Please reproduce every line of the records below word for word, leaving out the pictures.

**GIVEN INFORMATION:**
───

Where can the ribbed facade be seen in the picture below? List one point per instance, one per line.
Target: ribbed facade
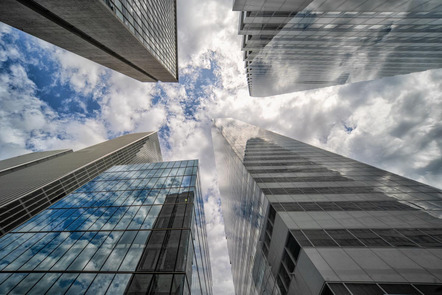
(25, 192)
(301, 220)
(299, 45)
(135, 38)
(133, 229)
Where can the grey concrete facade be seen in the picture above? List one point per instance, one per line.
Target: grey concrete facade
(91, 29)
(300, 45)
(301, 220)
(25, 192)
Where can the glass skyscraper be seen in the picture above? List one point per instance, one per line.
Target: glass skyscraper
(136, 38)
(134, 229)
(302, 220)
(31, 183)
(305, 44)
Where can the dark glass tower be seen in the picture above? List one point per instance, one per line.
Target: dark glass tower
(306, 44)
(134, 229)
(301, 220)
(136, 38)
(31, 183)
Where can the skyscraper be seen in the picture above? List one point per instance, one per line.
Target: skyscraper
(134, 229)
(31, 183)
(305, 44)
(136, 38)
(302, 220)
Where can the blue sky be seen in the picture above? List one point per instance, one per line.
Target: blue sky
(53, 99)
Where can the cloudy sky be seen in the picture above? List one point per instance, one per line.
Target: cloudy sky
(52, 99)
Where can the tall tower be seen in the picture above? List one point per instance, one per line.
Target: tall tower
(119, 225)
(31, 183)
(306, 44)
(301, 220)
(135, 38)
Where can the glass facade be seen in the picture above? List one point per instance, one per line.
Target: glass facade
(301, 220)
(317, 43)
(28, 189)
(135, 229)
(154, 24)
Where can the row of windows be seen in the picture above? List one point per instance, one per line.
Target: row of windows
(147, 173)
(289, 170)
(156, 165)
(341, 206)
(63, 283)
(20, 210)
(152, 24)
(405, 237)
(80, 219)
(285, 163)
(148, 183)
(74, 251)
(301, 179)
(380, 289)
(317, 190)
(275, 157)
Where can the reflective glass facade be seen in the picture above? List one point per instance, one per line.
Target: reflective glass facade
(301, 220)
(135, 229)
(30, 187)
(299, 45)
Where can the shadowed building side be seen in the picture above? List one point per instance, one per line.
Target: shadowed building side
(25, 192)
(302, 220)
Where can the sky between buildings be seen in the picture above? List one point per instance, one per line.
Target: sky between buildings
(53, 99)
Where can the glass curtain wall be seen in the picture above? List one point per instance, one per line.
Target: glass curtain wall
(133, 229)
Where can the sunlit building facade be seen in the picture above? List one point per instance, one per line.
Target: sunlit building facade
(306, 44)
(302, 220)
(33, 182)
(136, 38)
(133, 229)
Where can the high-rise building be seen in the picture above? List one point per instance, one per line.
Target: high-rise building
(302, 220)
(136, 38)
(306, 44)
(133, 229)
(31, 183)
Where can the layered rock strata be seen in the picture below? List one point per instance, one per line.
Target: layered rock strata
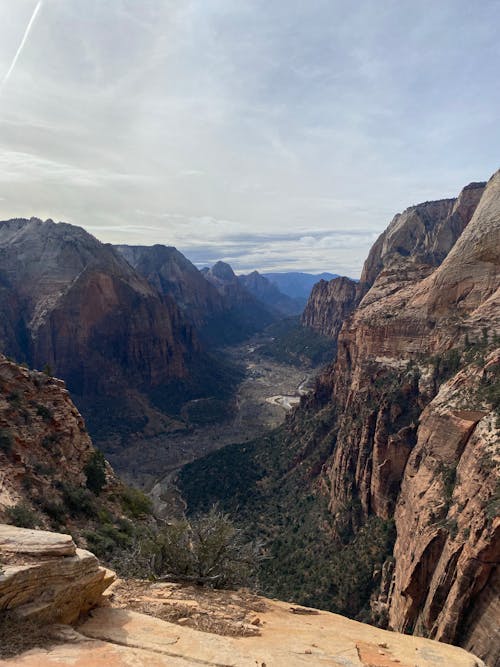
(329, 305)
(46, 578)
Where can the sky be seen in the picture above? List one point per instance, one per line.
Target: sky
(273, 134)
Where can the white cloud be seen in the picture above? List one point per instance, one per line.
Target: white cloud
(196, 123)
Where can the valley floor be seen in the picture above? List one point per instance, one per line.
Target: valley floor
(269, 390)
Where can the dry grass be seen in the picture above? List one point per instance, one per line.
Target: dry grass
(227, 613)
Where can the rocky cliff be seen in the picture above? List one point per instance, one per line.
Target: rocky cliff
(401, 432)
(267, 292)
(171, 273)
(46, 579)
(329, 305)
(245, 313)
(220, 305)
(128, 354)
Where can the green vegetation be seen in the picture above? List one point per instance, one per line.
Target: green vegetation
(266, 485)
(207, 550)
(493, 505)
(95, 471)
(209, 377)
(207, 411)
(22, 516)
(297, 345)
(78, 501)
(135, 503)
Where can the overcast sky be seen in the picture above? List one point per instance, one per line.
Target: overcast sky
(273, 134)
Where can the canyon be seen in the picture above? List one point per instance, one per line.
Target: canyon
(394, 457)
(374, 488)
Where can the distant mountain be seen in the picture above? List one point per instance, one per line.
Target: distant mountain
(297, 285)
(245, 313)
(214, 299)
(172, 273)
(128, 354)
(385, 479)
(266, 291)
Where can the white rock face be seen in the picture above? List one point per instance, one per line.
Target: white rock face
(46, 577)
(15, 540)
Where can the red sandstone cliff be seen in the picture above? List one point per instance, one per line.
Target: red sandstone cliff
(330, 303)
(415, 387)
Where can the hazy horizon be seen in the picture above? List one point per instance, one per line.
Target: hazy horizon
(274, 136)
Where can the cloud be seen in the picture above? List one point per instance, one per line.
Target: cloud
(284, 134)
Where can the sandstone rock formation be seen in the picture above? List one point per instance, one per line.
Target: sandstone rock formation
(402, 430)
(58, 583)
(267, 292)
(423, 234)
(44, 441)
(223, 307)
(116, 635)
(128, 354)
(171, 273)
(329, 305)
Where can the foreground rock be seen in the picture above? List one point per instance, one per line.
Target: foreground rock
(286, 636)
(46, 578)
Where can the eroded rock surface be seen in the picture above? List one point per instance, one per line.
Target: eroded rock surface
(329, 305)
(117, 636)
(45, 577)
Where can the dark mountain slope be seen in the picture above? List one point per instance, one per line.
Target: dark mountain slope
(402, 431)
(127, 353)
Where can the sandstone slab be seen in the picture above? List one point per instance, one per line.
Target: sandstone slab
(41, 543)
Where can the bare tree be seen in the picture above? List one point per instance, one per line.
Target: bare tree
(206, 550)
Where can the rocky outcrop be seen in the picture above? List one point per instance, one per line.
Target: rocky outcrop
(172, 273)
(447, 516)
(437, 474)
(423, 234)
(329, 305)
(57, 583)
(245, 314)
(85, 309)
(43, 438)
(281, 635)
(401, 431)
(267, 292)
(128, 354)
(218, 303)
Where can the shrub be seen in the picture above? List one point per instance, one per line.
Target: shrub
(95, 471)
(78, 500)
(207, 550)
(22, 516)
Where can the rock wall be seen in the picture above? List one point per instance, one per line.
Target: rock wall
(415, 390)
(329, 305)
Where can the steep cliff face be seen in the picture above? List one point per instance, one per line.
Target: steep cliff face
(423, 234)
(47, 457)
(171, 273)
(408, 411)
(80, 307)
(164, 624)
(447, 517)
(245, 314)
(220, 305)
(267, 292)
(74, 293)
(329, 305)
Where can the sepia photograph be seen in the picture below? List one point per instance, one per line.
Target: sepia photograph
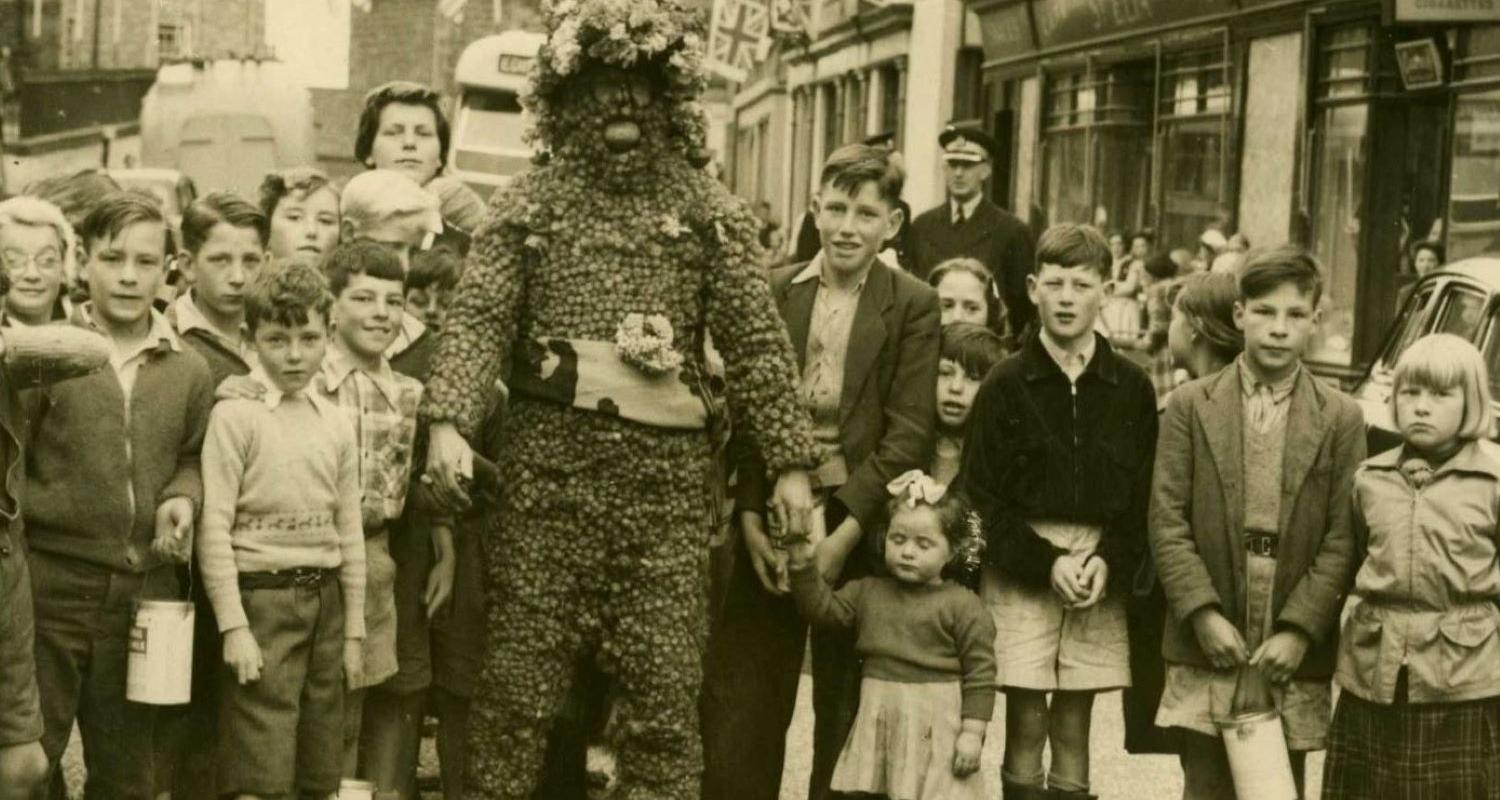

───

**EXERCISE OUTPUT:**
Where can the ribbed facade be seen in the picture below? List one point per instance, one per line.
Target: ribbed facade
(25, 192)
(301, 220)
(299, 45)
(135, 38)
(133, 229)
Where can the grey concrete facade be seen in the picture above? List one point per instance, one per line.
Target: grey concrete facade
(91, 29)
(300, 45)
(301, 220)
(25, 192)
Where can the glass skyscraper be seen in the picture above? List one point per instance, one per line.
Target: glass skyscraper
(136, 38)
(134, 229)
(302, 220)
(31, 183)
(305, 44)
Where can the dark glass tower be seen in the picture above? List one point per instance, one per line.
Target: dark glass tower
(306, 44)
(134, 229)
(301, 220)
(136, 38)
(31, 183)
Where can the skyscraper be seen in the picture above? List one point per instance, one per line.
Target: skyscraper
(134, 229)
(31, 183)
(305, 44)
(136, 38)
(302, 220)
Where can the blue sky be seen in the picture above? List one point per instance, one per line.
Target: blue sky
(53, 99)
Where can the cloudy sky be seen in the picture above? List one point per instance, one per line.
Target: cloudy sky
(52, 99)
Where can the tall tower be seen in the picture above? List one point per instance, one per line.
Target: tall tower
(119, 225)
(31, 183)
(306, 44)
(301, 220)
(135, 38)
Where can the glass facade be seen in the picture above? List one point per instance, one per line.
Target: glass facade
(301, 220)
(317, 43)
(28, 189)
(135, 229)
(154, 24)
Where can the row of windows be seen in the picture above? List one point per instance, one per line.
Target: row of windows
(147, 173)
(289, 170)
(156, 165)
(341, 206)
(63, 283)
(20, 210)
(152, 24)
(405, 237)
(80, 219)
(285, 163)
(148, 183)
(74, 251)
(301, 179)
(380, 289)
(317, 190)
(275, 157)
Where can the reflective glass facade be seen in the picture above? List one point per instance, one per line.
Target: reflective glass facade
(301, 220)
(135, 229)
(30, 187)
(299, 45)
Where can the shadowed building side be seen in the picture above? List one point per instance, one per line.
Target: shadowed building side
(25, 192)
(302, 220)
Where can the sky between buildings be seen in the picture above? List one point per instance, one per line.
Target: sky between buildings
(53, 99)
Where can the glass curtain wall be seen in the picture above? List one point per instance, one per line.
Target: glass curtain wall
(133, 229)
Where can the sunlit building facade be seen in the picture above? List one point per instance, one per line.
Target: sunlit building facade
(306, 44)
(302, 220)
(33, 182)
(136, 38)
(133, 229)
Where can the high-rise building be seen in the picture above? List one point per instance, one per line.
Target: high-rise building
(302, 220)
(136, 38)
(306, 44)
(133, 229)
(31, 183)
Where can the layered rock strata be seen in the picture below? List one point per instance, one per line.
Target: layered rock strata
(329, 305)
(46, 578)
Where can the sky be seen in the picture above? List one point per instance, one per line.
Target: sky
(273, 134)
Where can the white cloud be seen in the picture above? List one point per instance, one per line.
Target: white cloud
(196, 123)
Where can the valley floor be seen in the picture above? List one point per instance, one per line.
Target: valley floor
(269, 390)
Where can the dry grass be seen in the picture above? List one point per instance, one per line.
Target: dry grass
(227, 613)
Where can the rocky cliff be seen in the picture above? List one point per instance, one per line.
Target: rocky cliff
(401, 432)
(267, 292)
(171, 273)
(46, 579)
(329, 305)
(245, 313)
(220, 305)
(128, 354)
Where can the green vegetation be seen in the picture above? List one point per instance, one per line.
Target: green vegetation
(266, 485)
(207, 550)
(493, 505)
(95, 471)
(209, 377)
(207, 411)
(22, 516)
(297, 345)
(78, 501)
(135, 503)
Where can the overcast sky be seen in the picture above? List one point per instance, one per line.
Target: overcast sky
(273, 134)
Where can the canyon be seen in the picture above? List one point per instance, one per line.
Target: canyon
(394, 457)
(374, 488)
Where can the distant mountain be seen in the picture above? List one point per instance, one per line.
Target: distant mountain
(297, 285)
(245, 313)
(214, 299)
(172, 273)
(128, 354)
(385, 479)
(266, 291)
Where can the white rock face be seen in the picture above? List one point per instance, one per line.
Target: white rock face
(46, 577)
(15, 540)
Where can the red sandstone cliff be seen in the picture above? List one point per instance, one per line.
Target: red sandstone cliff
(330, 303)
(415, 387)
Where can the hazy horizon be seen in the picture above? List one point per instance, one per line.
Target: hazy horizon
(274, 136)
Where can the cloud be seen in the picture above? List one point per instance, one per line.
Target: cloud
(284, 134)
Where can the sandstone rock formation be seen in the picture above? List one point per instance, one per line.
Target: sandstone rock formation
(402, 430)
(58, 583)
(267, 292)
(423, 234)
(44, 441)
(223, 307)
(116, 635)
(128, 354)
(171, 273)
(329, 305)
Where can the foreground rock be seen in the picture above? List one point per instance, one per line.
Target: foreground rock
(286, 636)
(46, 578)
Where can the eroded rock surface be seen in the picture above? List one point per instance, one per line.
Target: eroded rock surface
(329, 305)
(117, 636)
(45, 577)
Where can the dark mountain slope be seen in the picture above? List one point per instance, one per line.
Target: dark mountain slope
(402, 431)
(127, 353)
Where can the sandstone slab be seen in the picture above? List one point per instance, one per line.
Target: sandstone slab
(41, 543)
Where can the bare tree be seen in the picture above? List one point per instance, one per line.
Target: bare tree
(206, 550)
Where can the rocky outcrop be seen in the picture above? List one point per instance, one per line.
Target: rocky outcrop
(172, 273)
(447, 516)
(437, 474)
(423, 234)
(329, 305)
(57, 583)
(245, 314)
(85, 309)
(43, 438)
(281, 635)
(401, 431)
(267, 292)
(128, 354)
(218, 303)
Where can the shrub be seen in the picture above? List one point per instance, one per line.
Target: shrub
(95, 471)
(78, 500)
(207, 550)
(22, 516)
Where can the rock wall be seen in the picture above? List one point per instance, one per line.
Target: rock wall
(415, 390)
(329, 305)
Where can the steep cliff face be seen in the picture above? List one point per instance, one per line.
Target: steep cliff face
(423, 234)
(47, 457)
(171, 273)
(408, 411)
(80, 307)
(164, 624)
(447, 517)
(245, 314)
(220, 305)
(267, 292)
(74, 293)
(329, 305)
Where can the sepia photograph be seen in the picture below? List one point per instance, one per line.
Target: sepia photograph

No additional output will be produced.